ИСХОДНЫЙ ТЕКСТ =

Вячеслав Фомин - Варяги и Варяжская Русь. К итогам дискуссии по варяжскому вопросу
Видя в варягах вообще поморян (вар — одно из древнейших обозначений воды в индоевропейских языках), собственно варягами, варягами в узком смысле слова Кузьмин считал вагров-варинов, населявших Вагрию (Южная Балтика), племя, принадлежавшее к вандальской группе, к IX в. ославянившееся, и имя которых распространилось на всех балтийских славян между Одером и южной частью Ютландского полуострова, а затем на многих западноевропейцев. Колонизационный поток с южного побережья Балтики на восток, вобравший в себя как славянские, так и неславянские народы, в том числе фризов и скандинавов, начался под давлением Франкской империи с конца VIII века. Варяги, прибыв на Русь, привнесли сюда свой тип социально-политического устройства. По заключению ученого, «это в конечном счете тот же славянский… основанный полностью на территориальном принципе, на вечевых традициях и совершенно не предусматривающий возможность централизации». И именно для этого типа характерна большая роль городов и торгово-ремесленного сословия, в связи с чем на Севере и была создана полисная система.

Фрагменты данных точечной разметки
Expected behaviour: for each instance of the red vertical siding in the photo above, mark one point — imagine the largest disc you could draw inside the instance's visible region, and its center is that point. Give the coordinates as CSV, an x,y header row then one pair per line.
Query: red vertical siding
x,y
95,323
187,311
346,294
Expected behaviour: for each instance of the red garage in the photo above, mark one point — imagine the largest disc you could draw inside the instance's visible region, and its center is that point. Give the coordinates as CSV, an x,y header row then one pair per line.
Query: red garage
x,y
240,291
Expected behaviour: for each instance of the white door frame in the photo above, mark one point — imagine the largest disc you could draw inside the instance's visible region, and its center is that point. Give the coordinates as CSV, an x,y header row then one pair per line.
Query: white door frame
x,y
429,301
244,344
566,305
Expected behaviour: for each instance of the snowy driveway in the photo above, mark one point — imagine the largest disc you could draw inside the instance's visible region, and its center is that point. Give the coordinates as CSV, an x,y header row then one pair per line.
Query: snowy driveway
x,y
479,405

ЗАДАНИЕ A =
Объясните в одном–трех предложениях, почему, согласно тексту о варягах, на Севере была создана полисная система.
ЗАДАНИЕ B =
Пожалуйста, замените «red garage» на «brown garage» в записях на участке от строки, содержащей «Expected behaviour: for each instance of the red garage», до конца записей включительно, ничего больше не меняя, и приведите только этот участок.

РЕЗУЛЬТАТ A =
Полисная система на Севере была создана потому, что для типа социально-политического устройства, привнесенного варягами на Русь, характерна большая роль городов и торгово-ремесленного сословия.

РЕЗУЛЬТАТ B =
Expected behaviour: for each instance of the brown garage in the photo above, mark one point — imagine the largest disc you could draw inside the instance's visible region, and its center is that point. Give the coordinates as CSV, an x,y header row then one pair per line.
Query: brown garage
x,y
240,291
Expected behaviour: for each instance of the white door frame in the photo above, mark one point — imagine the largest disc you could draw inside the instance's visible region, and its center is that point. Give the coordinates as CSV, an x,y header row then one pair per line.
Query: white door frame
x,y
429,301
244,344
566,305
Expected behaviour: for each instance of the snowy driveway in the photo above, mark one point — imagine the largest disc you could draw inside the instance's visible region, and its center is that point. Give the coordinates as CSV, an x,y header row then one pair per line.
Query: snowy driveway
x,y
479,405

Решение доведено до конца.